• Task description
Reproduce the salon passage word for word, from "Monday, February 3, 2014" to "just been cut.".
--- Source extract Enclosed Below ---
Monday, February 3, 2014 —
I have a memory, all fuzzy around the edges, of being in a salon.
I imagine I was 4 or 5 at the time. Maybe younger. But I’m sitting there, watching a fountain outside. My mom’s under one of those alien-helmet hair-dryer things and there aren’t any coloring books.
Oh yes, and my bangs had just been cut.
That is my one and only memory of being in a salon.
So when Luna Salon and Spa in Albemarle offered to do my hair, I have to admit I was a little leary.
It’s not that they were unfriendly (on the contrary, they were quite welcoming and had very comfortable couches) but as my mom always says, we are creatures of habit.
Barring that salon trip of ancient memory (and a single ill-fated attempt by my dad), the only one who has ever cut my hair is my cosmetologist aunt.
To me haircuts are sitting at her kitchen table talking about the family and then lounging on the sofa with my cousins afterward.
Change was a looming and uncomfortable shadow.
--- End of Enclosed Source extract ---
--- Supplied records Enclosed Below ---
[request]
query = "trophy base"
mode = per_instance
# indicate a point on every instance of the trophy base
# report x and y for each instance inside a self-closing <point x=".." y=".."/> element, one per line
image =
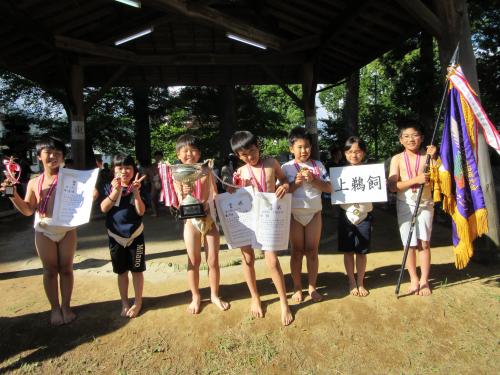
<point x="9" y="191"/>
<point x="189" y="211"/>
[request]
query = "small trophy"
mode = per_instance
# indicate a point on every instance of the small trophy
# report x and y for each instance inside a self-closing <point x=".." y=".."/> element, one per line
<point x="12" y="173"/>
<point x="188" y="174"/>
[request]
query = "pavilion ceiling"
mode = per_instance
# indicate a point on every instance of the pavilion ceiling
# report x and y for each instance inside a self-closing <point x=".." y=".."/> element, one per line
<point x="40" y="39"/>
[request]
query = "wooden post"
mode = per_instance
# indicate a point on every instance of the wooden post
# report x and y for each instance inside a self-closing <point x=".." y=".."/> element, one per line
<point x="77" y="116"/>
<point x="309" y="100"/>
<point x="228" y="118"/>
<point x="142" y="129"/>
<point x="454" y="14"/>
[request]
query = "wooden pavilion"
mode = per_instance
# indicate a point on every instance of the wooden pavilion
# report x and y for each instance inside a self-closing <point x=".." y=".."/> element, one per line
<point x="65" y="46"/>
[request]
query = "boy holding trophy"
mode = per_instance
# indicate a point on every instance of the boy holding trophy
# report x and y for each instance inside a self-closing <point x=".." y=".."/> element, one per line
<point x="55" y="245"/>
<point x="195" y="188"/>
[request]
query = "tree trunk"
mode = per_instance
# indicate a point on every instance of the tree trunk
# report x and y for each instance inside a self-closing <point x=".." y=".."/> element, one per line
<point x="228" y="119"/>
<point x="142" y="129"/>
<point x="427" y="88"/>
<point x="351" y="107"/>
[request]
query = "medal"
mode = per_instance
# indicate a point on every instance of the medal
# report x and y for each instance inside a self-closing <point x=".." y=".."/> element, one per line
<point x="410" y="173"/>
<point x="12" y="173"/>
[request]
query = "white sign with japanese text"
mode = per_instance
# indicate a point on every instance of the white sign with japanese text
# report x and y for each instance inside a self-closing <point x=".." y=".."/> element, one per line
<point x="358" y="184"/>
<point x="253" y="219"/>
<point x="74" y="196"/>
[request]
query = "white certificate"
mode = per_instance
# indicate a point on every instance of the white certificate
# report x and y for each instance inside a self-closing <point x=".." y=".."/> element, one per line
<point x="74" y="197"/>
<point x="273" y="221"/>
<point x="237" y="217"/>
<point x="358" y="184"/>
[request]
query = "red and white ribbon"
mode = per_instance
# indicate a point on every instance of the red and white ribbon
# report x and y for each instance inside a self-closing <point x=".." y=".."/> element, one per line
<point x="262" y="187"/>
<point x="490" y="132"/>
<point x="42" y="207"/>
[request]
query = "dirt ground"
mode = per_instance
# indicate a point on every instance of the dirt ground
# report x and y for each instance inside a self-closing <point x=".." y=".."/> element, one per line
<point x="454" y="331"/>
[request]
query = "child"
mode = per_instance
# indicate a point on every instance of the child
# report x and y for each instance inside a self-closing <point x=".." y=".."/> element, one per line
<point x="405" y="175"/>
<point x="55" y="245"/>
<point x="198" y="231"/>
<point x="308" y="179"/>
<point x="124" y="208"/>
<point x="355" y="226"/>
<point x="262" y="174"/>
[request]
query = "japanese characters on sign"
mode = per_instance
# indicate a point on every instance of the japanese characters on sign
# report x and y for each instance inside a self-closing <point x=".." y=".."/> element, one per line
<point x="357" y="184"/>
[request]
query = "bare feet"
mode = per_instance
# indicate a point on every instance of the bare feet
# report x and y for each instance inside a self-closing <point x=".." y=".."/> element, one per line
<point x="297" y="297"/>
<point x="134" y="310"/>
<point x="217" y="301"/>
<point x="315" y="296"/>
<point x="414" y="288"/>
<point x="194" y="306"/>
<point x="286" y="315"/>
<point x="56" y="318"/>
<point x="125" y="308"/>
<point x="424" y="290"/>
<point x="362" y="291"/>
<point x="68" y="315"/>
<point x="256" y="308"/>
<point x="353" y="289"/>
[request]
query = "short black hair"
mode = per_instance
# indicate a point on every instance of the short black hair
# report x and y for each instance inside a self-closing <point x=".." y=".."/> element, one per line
<point x="47" y="142"/>
<point x="352" y="140"/>
<point x="187" y="140"/>
<point x="120" y="160"/>
<point x="297" y="133"/>
<point x="242" y="140"/>
<point x="408" y="123"/>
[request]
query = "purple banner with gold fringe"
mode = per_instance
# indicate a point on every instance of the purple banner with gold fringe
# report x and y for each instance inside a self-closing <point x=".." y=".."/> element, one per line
<point x="459" y="178"/>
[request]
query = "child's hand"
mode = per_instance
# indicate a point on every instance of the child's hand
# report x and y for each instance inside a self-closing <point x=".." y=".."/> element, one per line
<point x="186" y="190"/>
<point x="423" y="178"/>
<point x="432" y="150"/>
<point x="282" y="190"/>
<point x="308" y="175"/>
<point x="136" y="184"/>
<point x="116" y="183"/>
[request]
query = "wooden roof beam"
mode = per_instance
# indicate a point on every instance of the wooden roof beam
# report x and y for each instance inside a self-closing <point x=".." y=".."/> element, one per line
<point x="424" y="16"/>
<point x="194" y="59"/>
<point x="220" y="20"/>
<point x="81" y="46"/>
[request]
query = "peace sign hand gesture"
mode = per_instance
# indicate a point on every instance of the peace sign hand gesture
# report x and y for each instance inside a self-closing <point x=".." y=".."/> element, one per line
<point x="136" y="184"/>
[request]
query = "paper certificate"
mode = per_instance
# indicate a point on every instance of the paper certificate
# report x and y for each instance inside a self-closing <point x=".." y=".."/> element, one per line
<point x="273" y="227"/>
<point x="259" y="220"/>
<point x="74" y="196"/>
<point x="358" y="184"/>
<point x="237" y="217"/>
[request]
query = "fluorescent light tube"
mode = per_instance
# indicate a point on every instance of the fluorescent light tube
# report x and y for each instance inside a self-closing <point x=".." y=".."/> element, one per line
<point x="132" y="3"/>
<point x="134" y="36"/>
<point x="245" y="40"/>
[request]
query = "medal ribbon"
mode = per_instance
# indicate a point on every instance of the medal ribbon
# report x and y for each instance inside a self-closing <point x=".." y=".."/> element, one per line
<point x="197" y="190"/>
<point x="262" y="186"/>
<point x="315" y="168"/>
<point x="11" y="168"/>
<point x="42" y="207"/>
<point x="408" y="169"/>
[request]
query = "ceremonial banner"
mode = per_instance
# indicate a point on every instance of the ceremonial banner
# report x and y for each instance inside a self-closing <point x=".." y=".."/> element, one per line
<point x="253" y="219"/>
<point x="74" y="197"/>
<point x="358" y="184"/>
<point x="459" y="178"/>
<point x="467" y="94"/>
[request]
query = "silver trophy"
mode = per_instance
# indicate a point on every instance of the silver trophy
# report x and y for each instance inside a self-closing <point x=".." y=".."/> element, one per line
<point x="187" y="174"/>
--- End of Enclosed Supplied records ---
• Answer for this exercise
Monday, February 3, 2014 —
I have a memory, all fuzzy around the edges, of being in a salon.
I imagine I was 4 or 5 at the time. Maybe younger. But I’m sitting there, watching a fountain outside. My mom’s under one of those alien-helmet hair-dryer things and there aren’t any coloring books.
Oh yes, and my bangs had just been cut.